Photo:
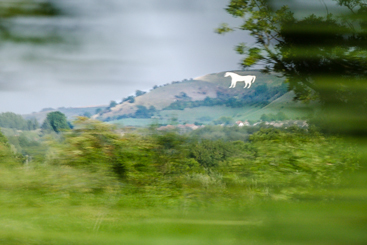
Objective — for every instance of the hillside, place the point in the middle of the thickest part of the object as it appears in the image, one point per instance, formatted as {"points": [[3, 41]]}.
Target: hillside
{"points": [[200, 100]]}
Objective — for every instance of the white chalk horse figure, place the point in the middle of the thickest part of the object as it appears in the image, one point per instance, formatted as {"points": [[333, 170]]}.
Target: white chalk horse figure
{"points": [[237, 78]]}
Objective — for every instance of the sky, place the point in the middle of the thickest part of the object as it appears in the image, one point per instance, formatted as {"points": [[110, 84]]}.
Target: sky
{"points": [[115, 47]]}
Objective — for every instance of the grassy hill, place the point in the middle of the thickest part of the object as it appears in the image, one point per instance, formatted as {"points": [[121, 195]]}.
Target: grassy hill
{"points": [[186, 102], [213, 86]]}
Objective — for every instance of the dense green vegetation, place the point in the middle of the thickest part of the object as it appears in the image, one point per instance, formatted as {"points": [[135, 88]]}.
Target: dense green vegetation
{"points": [[12, 120], [260, 96], [227, 182], [322, 54], [55, 121]]}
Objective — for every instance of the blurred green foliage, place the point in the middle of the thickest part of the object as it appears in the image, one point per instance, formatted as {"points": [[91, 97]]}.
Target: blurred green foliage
{"points": [[16, 9], [55, 121], [104, 181], [12, 120], [322, 56]]}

____________

▸ TASK TO COMPLETE
Write out the material above exactly, and omit the pictures it holds.

▸ SOLUTION
Photo:
Objective — for every instance of the hillside, place the point in the middle of the thickest part of the object as it appears in the image, one point per instance, formatted as {"points": [[3, 41]]}.
Target: hillside
{"points": [[200, 100]]}
Objective — for every instance of the white chalk horse figure, place the point in the middle of the thickest part of the object as it appears in the image, one point per instance, formatted as {"points": [[333, 170]]}.
Target: white chalk horse figure
{"points": [[237, 78]]}
Objective — for every instance of the sky, place the point in the middle of the thickest part of the object as it appears in the image, one point per instance, formatted as {"points": [[110, 84]]}.
Target: sky
{"points": [[115, 47]]}
Objective — for every instance of the grassy hill, place the point in the middle of the thickest part of the object as it appears in the image, one point per instance, formatted as {"points": [[121, 195]]}.
Target: grassy hill
{"points": [[186, 102], [213, 86]]}
Objective — for every instance of the dense green vegetation, place the point in the middle of the thickest part of the object as it appears in the image, one point per instance, formatted as {"points": [[135, 88]]}.
Target: dense green vegetation
{"points": [[12, 120], [260, 96], [227, 182], [322, 54], [55, 121]]}
Objective — for every instance of the blurred green foliage, place the point in the middle of the thickest part of the object as it appears in the image, one point per instance, formatted as {"points": [[91, 97]]}.
Target: blurred green foliage
{"points": [[16, 9], [55, 121], [104, 181], [12, 120], [322, 56]]}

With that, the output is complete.